■ KUTIPAN PILIHAN ■
● ● ● ●
Posted in

Dari Luka Menjadi Kekuatan

Dari Luka Menjadi Kekuatan
Dari Luka Menjadi Kekuatan

Aku lahir pada tahun 1993, tumbuh dalam keluarga yang penuh kasih. Namun, kehidupan tak selalu seindah harapan. Tahun 2002 menjadi titik awal ujian berat ketika orang tuaku menjadi korban penipuan besar-besaran. Uang lebih dari 600 juta lenyap begitu saja, mengubah keadaan ekonomi keluarga kami secara drastis.

Tak lama setelah itu, pada tahun 2003, sebuah kebakaran melanda toko orang tuaku. Seluruh usaha dan jerih payah kami hangus dalam sekejap. Aku bisa melihat betapa beratnya kedua orang tuaku menerima kenyataan itu, terutama Ayah. Pukulan demi pukulan terus datang. Setahun kemudian, Ayah mendadak jatuh sakit, dan dokter mendiagnosisnya dengan penyakit kronis. Kami sekeluarga berusaha keras memberikan perawatan terbaik, tetapi pada tahun 2005, Ayah berpulang. Rasa kehilangan yang dalam seketika memenuhi rumah kami.

Di tengah duka itu, aku berusaha bangkit. Setelah lulus sekolah, pada tahun 2011 aku mencoba peruntungan masuk SNMPTN di jurusan Kimia Murni di UNESA, namun takdir berkata lain. Aku tidak lolos. Tak ingin terpuruk, aku memilih berkuliah di Universitas Arya Wiraraja.

Tahun 2014 adalah tahun penuh perubahan. Aku bekerja sambil menyelesaikan tugas akhir di sebuah cabang Bank Syariah dekat rumah. Di tahun yang sama, aku menikah. Namun, kebahagiaan itu tak bertahan lama. Setahun kemudian, saat aku hamil, aku mengetahui bahwa suamiku menikah lagi. Rasanya dunia runtuh saat aku juga mengetahui bahwa ia telah memiliki anak lain yang usianya hanya terpaut tiga bulan dari anakku. Setelah perpisahan itu, aku memutuskan untuk melajang, fokus membesarkan anakku sendiri.

Pada tahun 2016, aku memutuskan pindah ke kota lain, jauh dari semua kenangan yang menyakitkan. Di tempat baru, aku mencoba berbagai pekerjaan. Namun, akhirnya aku memilih untuk menjadi orang tua penuh waktu karena aku tak tega meninggalkan anakku demi pekerjaan.

Tahun 2017, persoalan baru muncul ketika aku berselisih dengan keluarga Ayah soal harta gono-gini. Aku mempertahankan apa yang memang menjadi hakku dan anakku. Di tengah tekanan itu, tahun 2018, dokter mendeteksi adanya tumor jinak di leherku. Aku merasa seperti terus diuji tanpa henti.

Lalu tahun 2020 datang dengan pandemi yang menghantam usahaku. Banyak cabang usahaku terpaksa tutup, hutang mulai menumpuk hingga mencapai 80 juta. Aku tak punya pilihan selain berserah kepada Allah. Doa menjadi satu-satunya pelarian dan kekuatan.

Dua tahun kemudian, titik terang itu muncul. Aku berhasil melunasi hutang dan usaha mulai berjalan lagi. Tahun 2024, setelah sembilan tahun menunggu, aku akhirnya memutuskan membeli akta cerai sendiri. Rasanya lega, seakan membuka lembaran baru dalam hidupku. Kini, di tahun 2025, aku masih hidup. Bertahan, berjalan, dan tetap berjuang.

Aku mungkin tak sempurna, tapi aku selalu yakin bahwa semua luka dan cobaan ini akan menguatkanku. Dan aku tahu, meskipun sering merasa sendiri, aku punya Allah yang selalu mendampingi.
● ● ● ●
■ DATA MENTAH ■

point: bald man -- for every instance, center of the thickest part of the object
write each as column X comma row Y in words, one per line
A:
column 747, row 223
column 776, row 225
● ● ● ●
■ COBA SENDIRI ■
Salin bagian dari "Lalu tahun 2020" sampai "pelarian dan kekuatan." pada kisah tentang bangkit dari luka di atas, tanpa mengubah satu kata pun.

■ HASIL LATIHAN INI ■
Lalu tahun 2020 datang dengan pandemi yang menghantam usahaku. Banyak cabang usahaku terpaksa tutup, hutang mulai menumpuk hingga mencapai 80 juta. Aku tak punya pilihan selain berserah kepada Allah. Doa menjadi satu-satunya pelarian dan kekuatan.